Stored items from a collection
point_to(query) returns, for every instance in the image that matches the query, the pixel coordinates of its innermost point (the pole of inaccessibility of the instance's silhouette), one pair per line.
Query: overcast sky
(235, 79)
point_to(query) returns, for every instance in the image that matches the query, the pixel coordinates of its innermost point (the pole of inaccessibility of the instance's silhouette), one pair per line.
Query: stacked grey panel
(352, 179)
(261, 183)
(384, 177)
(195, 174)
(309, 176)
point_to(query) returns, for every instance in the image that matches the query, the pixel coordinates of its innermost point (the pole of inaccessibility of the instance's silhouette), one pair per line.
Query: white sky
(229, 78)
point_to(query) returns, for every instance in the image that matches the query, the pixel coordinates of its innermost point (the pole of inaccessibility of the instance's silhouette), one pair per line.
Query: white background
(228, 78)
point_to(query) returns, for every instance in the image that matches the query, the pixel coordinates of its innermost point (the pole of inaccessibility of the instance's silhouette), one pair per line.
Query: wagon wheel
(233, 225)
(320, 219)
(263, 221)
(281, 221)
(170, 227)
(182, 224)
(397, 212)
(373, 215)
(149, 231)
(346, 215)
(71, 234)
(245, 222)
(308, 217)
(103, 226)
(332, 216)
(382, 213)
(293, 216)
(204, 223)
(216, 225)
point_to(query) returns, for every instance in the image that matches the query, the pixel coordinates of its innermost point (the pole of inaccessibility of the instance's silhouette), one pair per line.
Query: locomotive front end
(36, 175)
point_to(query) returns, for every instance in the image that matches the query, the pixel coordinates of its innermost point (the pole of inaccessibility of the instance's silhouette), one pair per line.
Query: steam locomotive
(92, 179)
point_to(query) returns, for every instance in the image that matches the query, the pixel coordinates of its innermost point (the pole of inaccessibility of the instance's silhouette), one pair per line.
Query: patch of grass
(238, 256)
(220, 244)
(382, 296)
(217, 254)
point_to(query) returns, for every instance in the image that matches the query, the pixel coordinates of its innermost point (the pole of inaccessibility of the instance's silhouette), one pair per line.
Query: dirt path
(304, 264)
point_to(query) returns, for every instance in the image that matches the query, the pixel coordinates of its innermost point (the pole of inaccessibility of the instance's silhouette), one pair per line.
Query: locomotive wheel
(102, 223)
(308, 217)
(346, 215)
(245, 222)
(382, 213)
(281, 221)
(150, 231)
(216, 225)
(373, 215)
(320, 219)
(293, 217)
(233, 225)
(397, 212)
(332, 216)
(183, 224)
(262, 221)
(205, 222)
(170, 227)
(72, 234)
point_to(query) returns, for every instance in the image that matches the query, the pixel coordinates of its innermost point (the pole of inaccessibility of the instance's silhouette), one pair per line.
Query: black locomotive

About this exercise:
Please copy out every line shown above, exactly.

Task answer:
point_to(query) returns, for every instance in the image that matches the query, the pixel coordinates of its innermost point (the pole of inaccessibility of the instance's silhouette), one pair per line.
Query: overcast sky
(235, 79)
point_to(query) returns, for every instance in the image that matches the query, the pixel coordinates of its innermost point (the pole of inaccessibility of the instance's silhouette), one pair per line.
Query: stacked grey panel
(352, 179)
(261, 183)
(384, 177)
(195, 174)
(309, 176)
point_to(query) returns, for every instance in the image that matches the query, the pixel coordinates of its innermost point (the pole of inaccessibility of the instance's silhouette), one pair per line.
Query: white sky
(229, 78)
point_to(query) returns, for every instance in the image that matches the query, the pixel coordinates of its innermost point (the pole of inaccessibility of the instance's silhouette), one pair per line.
Query: white background
(228, 78)
point_to(query) returns, for every instance in the image that matches the query, the pixel coordinates of its innermost point (the pole of inaccessibility of the instance's silhouette), one pair per line.
Query: wagon wheel
(233, 225)
(320, 219)
(263, 221)
(281, 221)
(170, 227)
(182, 224)
(397, 212)
(373, 215)
(149, 231)
(346, 215)
(71, 234)
(245, 222)
(308, 217)
(103, 226)
(332, 216)
(382, 213)
(293, 216)
(204, 223)
(216, 225)
point_to(query) returns, for every instance in the image that matches the query, the pixel coordinates of its innermost point (the pole of inaccessibility of the instance's silhouette), one pair per line.
Query: locomotive front end
(36, 175)
point_to(query) returns, for every instance in the image that matches the query, the pixel coordinates of its innermost point (the pole of inaccessibility of the instance's silhouette), one pair per line.
Query: steam locomotive
(92, 179)
point_to(query) returns, for every instance in the image that matches the query, the pixel coordinates of its innermost point (the pole of inaccessibility of the instance's silhouette), one pair per line.
Query: patch of grass
(238, 256)
(220, 244)
(382, 296)
(217, 254)
point_to(query) returns, for every instance in the image that matches the query, the pixel coordinates of its innermost point (the pole of inaccessibility of the instance's silhouette), one pair per line.
Query: dirt path
(304, 264)
point_to(query) returns, for every instance in the image that matches the query, the pixel coordinates of its innermost point (the pole of inaccessibility of the instance's silhouette), one pair per line.
Query: locomotive wheel
(102, 223)
(308, 217)
(346, 215)
(245, 222)
(382, 213)
(281, 221)
(150, 231)
(216, 225)
(373, 215)
(320, 219)
(293, 217)
(233, 225)
(397, 212)
(332, 216)
(183, 224)
(262, 221)
(205, 222)
(170, 227)
(72, 234)
point_to(query) returns, for every instance in the image that matches the query, the pixel coordinates of its innermost point (the pole of inaccessibility of the instance's silhouette), one pair per line.
Query: black locomotive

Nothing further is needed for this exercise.